### Page excerpt
On Tue, Sep 7, 2010 at 18:04, Andrew Stuart <andrew at shopcusa.com> wrote:
> On 9/5/2010 3:08 AM, Tomas Karasek wrote:
>>
>> Hello,
>> I am writing a simple module for measuring boot time. I would like to
>> get a timestamp when syslinux is run and then pass it as kernel
>> parameter and work with the timestamp later..
>>
>> It seems that POXIS time.h functions are not implemented yet(?) in
>> COMBOOT. There is times() from times.c but I do not understand what is
>> it exactly returning. it doesn't seems like what POSIX time() returns.

The COM32 times() should be returning a time at 1 ms per cycle.  Prior
to v4.02, it counted at 55 ms per cycle (a "jiffie"; associated with
RTC), approximately 18 tps (see com32/include/sys/times.h for the
macro HZ).  This is also the resolution of the new times() function.

Records from a point labeling set:
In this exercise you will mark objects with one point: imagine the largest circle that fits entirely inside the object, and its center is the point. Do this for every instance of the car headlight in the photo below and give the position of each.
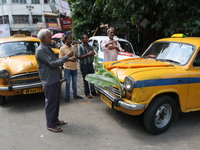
(129, 83)
(4, 74)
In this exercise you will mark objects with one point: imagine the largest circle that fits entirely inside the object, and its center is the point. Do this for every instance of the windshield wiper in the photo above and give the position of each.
(19, 53)
(169, 60)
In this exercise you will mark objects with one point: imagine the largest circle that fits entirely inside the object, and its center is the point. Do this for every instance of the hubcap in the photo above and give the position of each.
(163, 115)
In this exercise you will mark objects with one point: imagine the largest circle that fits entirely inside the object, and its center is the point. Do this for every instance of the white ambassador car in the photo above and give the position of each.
(128, 51)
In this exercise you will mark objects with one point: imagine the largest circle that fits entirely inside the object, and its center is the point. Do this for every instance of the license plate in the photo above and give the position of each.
(106, 100)
(33, 90)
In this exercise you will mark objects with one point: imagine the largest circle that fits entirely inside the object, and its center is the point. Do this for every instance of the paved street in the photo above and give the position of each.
(91, 126)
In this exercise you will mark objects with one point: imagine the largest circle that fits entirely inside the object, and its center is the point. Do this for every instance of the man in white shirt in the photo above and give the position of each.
(110, 46)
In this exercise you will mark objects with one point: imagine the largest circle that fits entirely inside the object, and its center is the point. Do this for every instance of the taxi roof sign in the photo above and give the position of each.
(178, 35)
(19, 35)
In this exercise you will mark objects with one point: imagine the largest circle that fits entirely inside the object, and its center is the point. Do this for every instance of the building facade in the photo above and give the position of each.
(29, 16)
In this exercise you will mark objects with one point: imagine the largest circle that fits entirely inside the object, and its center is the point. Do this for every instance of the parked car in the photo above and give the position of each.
(163, 82)
(18, 66)
(128, 51)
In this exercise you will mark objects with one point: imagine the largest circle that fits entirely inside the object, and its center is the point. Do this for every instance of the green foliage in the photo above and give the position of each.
(165, 17)
(102, 77)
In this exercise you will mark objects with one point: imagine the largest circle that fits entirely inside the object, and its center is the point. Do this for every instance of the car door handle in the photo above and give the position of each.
(180, 81)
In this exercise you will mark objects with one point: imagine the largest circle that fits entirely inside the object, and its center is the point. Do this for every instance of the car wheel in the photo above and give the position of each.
(2, 100)
(160, 114)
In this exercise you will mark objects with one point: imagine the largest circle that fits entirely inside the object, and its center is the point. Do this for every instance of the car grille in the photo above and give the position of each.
(25, 78)
(111, 90)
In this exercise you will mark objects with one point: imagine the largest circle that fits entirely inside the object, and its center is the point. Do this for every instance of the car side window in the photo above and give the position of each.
(95, 46)
(196, 62)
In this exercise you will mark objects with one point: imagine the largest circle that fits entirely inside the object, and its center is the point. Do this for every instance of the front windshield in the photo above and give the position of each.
(178, 53)
(18, 48)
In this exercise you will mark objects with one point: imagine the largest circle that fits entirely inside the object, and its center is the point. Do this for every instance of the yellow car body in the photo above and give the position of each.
(172, 72)
(18, 66)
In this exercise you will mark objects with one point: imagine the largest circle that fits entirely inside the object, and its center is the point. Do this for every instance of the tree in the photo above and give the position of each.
(163, 18)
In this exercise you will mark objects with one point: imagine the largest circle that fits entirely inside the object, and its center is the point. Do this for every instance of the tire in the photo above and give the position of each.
(160, 114)
(2, 100)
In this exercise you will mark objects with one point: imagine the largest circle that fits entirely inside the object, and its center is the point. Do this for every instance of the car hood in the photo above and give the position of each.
(19, 64)
(142, 69)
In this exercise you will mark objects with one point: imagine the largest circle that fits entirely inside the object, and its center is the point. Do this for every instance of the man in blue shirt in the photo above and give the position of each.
(48, 67)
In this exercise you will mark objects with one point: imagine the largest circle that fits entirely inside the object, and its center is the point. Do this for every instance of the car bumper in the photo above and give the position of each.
(17, 87)
(118, 102)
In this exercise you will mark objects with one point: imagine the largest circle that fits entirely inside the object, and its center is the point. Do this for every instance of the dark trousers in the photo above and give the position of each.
(52, 103)
(87, 69)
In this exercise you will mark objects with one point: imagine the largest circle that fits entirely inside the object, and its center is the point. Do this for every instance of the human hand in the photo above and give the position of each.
(91, 52)
(70, 54)
(73, 59)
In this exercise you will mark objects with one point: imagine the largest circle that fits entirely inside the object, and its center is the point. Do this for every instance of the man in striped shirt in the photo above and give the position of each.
(86, 55)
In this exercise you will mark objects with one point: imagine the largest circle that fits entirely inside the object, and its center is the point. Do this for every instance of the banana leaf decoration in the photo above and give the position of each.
(102, 77)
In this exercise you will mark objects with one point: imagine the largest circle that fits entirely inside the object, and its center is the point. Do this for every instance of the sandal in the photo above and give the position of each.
(61, 122)
(54, 129)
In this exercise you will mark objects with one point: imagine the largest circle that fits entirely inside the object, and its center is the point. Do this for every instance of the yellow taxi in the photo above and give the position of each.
(18, 66)
(163, 82)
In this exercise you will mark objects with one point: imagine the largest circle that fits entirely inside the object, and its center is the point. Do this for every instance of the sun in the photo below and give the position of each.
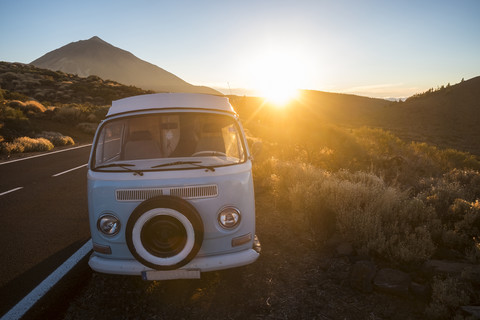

### What is expected
Extend the mailing-list reply about the COM32 times() function, starting after its final sentence.

### Reply to the exercise
Unfortunately, I'm uncertain on the origin point (meaning a return of
zero).  Quick experimentation can start an answer though.  I think
it's related to the instant of power-on of the machine.

>> Also, I was reading this
>>
>>
>> http://www.linuxfordevices.com/c/a/Linux-For-Devices-Articles/Benchmarking-boot-latency-on-x86/
>>
>>
>> and it sounds good, but I would be really better off with seconds since
>> beginning of epoch, plus I am not sure how the TSC count behaves on
>> multicore.
>>
>> - Is there some other way to get (some kind of) timestamp in COM32
>> environment besides RDTSC and times.c?
>>
>> - Is there a way how to get a timestamp relative to times() when Linux
>> is runnig? I.e. build a static binary that will get times() and run it
>> from init?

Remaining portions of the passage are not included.